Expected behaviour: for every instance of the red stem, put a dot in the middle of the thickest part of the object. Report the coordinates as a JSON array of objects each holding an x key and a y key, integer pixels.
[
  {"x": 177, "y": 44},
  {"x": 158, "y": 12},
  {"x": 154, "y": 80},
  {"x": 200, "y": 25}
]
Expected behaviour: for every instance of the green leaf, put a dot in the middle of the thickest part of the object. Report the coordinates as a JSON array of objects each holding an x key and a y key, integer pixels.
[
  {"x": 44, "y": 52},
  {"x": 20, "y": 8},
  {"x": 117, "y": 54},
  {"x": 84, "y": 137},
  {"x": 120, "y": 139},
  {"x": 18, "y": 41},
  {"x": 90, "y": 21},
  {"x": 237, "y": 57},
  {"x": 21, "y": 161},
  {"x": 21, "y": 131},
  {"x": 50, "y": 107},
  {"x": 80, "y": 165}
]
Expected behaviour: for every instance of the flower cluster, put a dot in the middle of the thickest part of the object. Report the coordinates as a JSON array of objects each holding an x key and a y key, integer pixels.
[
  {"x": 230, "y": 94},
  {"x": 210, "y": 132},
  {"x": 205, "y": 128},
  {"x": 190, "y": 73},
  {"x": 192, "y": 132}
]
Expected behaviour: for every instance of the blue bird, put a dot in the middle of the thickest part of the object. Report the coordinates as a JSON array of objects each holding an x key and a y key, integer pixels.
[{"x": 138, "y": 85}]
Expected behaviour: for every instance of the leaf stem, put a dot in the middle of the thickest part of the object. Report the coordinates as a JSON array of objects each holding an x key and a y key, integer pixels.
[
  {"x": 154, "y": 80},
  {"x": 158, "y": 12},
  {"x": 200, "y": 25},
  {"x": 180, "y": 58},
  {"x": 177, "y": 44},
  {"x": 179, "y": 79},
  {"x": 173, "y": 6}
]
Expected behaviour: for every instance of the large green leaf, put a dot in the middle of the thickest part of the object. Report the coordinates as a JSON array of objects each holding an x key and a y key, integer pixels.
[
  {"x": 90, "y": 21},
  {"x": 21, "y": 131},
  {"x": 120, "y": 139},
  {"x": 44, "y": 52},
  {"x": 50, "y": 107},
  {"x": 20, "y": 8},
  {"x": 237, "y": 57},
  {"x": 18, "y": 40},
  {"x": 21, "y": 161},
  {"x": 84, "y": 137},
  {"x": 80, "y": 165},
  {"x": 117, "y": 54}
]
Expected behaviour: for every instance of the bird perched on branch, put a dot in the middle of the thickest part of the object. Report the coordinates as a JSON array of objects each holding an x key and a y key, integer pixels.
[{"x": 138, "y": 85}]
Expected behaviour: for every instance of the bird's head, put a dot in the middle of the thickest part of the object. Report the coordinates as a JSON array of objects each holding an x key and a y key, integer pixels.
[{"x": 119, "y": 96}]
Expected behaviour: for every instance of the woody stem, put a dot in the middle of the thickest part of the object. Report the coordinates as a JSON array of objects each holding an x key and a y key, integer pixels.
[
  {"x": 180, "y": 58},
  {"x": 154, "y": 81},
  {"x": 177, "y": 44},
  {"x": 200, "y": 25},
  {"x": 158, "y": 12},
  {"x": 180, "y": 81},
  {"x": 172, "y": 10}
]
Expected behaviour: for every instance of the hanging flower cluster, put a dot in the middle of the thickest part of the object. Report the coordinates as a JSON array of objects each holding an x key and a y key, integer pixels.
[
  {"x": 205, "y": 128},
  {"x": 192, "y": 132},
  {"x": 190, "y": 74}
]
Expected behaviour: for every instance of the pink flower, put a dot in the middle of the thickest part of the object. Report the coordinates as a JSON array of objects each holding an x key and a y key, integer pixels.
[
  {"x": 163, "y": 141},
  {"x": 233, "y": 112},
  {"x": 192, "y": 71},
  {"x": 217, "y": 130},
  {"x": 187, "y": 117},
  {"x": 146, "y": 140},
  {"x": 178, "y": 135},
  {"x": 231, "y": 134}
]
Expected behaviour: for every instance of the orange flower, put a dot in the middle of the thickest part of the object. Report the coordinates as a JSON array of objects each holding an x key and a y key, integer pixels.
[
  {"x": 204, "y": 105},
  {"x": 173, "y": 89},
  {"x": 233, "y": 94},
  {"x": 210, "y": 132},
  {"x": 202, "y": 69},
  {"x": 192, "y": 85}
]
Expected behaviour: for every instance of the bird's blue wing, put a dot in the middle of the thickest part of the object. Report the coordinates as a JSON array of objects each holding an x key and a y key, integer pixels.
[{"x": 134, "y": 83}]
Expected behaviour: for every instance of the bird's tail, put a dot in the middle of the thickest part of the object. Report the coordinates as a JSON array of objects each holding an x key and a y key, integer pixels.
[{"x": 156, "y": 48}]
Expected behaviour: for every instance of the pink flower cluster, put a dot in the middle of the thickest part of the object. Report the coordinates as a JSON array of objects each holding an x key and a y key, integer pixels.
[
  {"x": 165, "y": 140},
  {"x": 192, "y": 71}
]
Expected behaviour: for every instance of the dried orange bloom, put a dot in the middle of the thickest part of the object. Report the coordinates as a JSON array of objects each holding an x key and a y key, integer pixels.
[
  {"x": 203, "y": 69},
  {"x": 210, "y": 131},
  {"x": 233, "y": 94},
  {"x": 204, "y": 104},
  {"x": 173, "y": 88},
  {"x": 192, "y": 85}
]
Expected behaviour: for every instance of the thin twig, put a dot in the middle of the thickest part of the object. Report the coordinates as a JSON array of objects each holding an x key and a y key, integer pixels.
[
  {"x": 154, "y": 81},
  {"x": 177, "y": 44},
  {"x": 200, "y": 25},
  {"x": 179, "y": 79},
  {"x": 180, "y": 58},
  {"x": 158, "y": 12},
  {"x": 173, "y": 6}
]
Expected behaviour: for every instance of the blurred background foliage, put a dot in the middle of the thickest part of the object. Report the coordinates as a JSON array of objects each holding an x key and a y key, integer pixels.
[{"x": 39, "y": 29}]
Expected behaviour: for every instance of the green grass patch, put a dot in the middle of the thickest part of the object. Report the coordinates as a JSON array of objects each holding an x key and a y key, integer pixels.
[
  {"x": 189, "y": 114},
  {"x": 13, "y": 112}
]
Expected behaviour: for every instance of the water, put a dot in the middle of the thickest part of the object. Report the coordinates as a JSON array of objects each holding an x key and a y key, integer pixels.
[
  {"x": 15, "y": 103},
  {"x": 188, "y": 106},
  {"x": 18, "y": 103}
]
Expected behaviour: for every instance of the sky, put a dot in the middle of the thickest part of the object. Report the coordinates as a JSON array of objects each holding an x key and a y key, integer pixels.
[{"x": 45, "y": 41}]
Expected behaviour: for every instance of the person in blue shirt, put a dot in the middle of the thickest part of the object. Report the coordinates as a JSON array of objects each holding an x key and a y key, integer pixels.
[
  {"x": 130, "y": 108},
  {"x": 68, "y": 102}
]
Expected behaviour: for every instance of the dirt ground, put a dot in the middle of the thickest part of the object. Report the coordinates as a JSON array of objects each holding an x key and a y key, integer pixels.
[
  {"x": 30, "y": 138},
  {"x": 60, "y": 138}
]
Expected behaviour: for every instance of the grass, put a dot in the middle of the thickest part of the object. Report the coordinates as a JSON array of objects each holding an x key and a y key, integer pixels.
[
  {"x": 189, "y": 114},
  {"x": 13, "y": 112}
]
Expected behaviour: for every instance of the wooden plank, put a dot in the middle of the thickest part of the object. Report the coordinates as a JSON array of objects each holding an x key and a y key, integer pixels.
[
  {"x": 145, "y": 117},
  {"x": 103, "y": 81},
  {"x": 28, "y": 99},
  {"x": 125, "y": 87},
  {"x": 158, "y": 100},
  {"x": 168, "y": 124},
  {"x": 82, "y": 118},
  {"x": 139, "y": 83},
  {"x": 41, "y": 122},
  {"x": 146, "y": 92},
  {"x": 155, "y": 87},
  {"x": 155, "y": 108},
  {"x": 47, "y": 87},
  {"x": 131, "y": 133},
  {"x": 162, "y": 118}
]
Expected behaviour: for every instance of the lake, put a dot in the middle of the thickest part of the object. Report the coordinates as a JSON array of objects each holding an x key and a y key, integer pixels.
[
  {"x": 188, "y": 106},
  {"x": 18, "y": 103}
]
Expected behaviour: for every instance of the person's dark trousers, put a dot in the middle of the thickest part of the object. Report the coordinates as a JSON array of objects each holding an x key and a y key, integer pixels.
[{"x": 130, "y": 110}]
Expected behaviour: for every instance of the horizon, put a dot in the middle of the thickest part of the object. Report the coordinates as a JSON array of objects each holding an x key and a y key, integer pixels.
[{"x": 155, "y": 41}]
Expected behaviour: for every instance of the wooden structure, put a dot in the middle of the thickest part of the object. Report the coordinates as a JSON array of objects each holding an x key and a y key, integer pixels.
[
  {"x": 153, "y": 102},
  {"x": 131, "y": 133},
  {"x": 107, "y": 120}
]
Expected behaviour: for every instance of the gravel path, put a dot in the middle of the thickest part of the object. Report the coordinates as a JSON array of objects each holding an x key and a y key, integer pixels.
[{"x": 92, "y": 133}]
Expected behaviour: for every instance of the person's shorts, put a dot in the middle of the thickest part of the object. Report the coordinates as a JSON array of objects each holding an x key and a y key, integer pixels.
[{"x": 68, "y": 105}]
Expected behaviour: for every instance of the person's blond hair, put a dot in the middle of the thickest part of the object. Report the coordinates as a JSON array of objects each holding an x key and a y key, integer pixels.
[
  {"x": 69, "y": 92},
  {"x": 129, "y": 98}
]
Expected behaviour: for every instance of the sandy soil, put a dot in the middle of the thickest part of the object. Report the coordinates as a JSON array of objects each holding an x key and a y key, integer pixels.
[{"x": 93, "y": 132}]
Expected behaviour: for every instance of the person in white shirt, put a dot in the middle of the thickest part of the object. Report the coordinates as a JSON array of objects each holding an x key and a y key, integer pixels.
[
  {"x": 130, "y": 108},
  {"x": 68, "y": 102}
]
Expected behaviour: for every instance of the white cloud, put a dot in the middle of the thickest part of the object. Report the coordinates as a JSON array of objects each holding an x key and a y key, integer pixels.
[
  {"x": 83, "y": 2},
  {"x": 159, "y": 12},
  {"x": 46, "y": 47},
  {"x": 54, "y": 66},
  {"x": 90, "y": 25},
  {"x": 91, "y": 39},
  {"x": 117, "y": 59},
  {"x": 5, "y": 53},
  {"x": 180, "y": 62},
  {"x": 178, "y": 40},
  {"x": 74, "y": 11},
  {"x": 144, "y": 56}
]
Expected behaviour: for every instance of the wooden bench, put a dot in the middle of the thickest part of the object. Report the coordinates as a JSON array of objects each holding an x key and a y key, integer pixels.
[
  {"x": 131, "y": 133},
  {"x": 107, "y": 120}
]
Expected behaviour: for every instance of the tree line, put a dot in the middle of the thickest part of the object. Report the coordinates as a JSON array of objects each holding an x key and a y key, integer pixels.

** Problem to work on **
Beginning at the line that holds "Expected behaviour: for every instance of the wooden bench, put", write out word for word each line through the end of the records.

** Complete answer **
Expected behaviour: for every instance of the wooden bench, put a dot in the middle of the thickest part of the object. Report the coordinates as a JSON array of objects each holding an x key and a y key, integer pixels.
[
  {"x": 131, "y": 133},
  {"x": 107, "y": 120}
]
Expected behaviour: for every instance of the tree line, put a dot in the middle of the thickest part of the object. Report the coordinates as a JSON array of objects each holding an x key and a y key, integer pixels.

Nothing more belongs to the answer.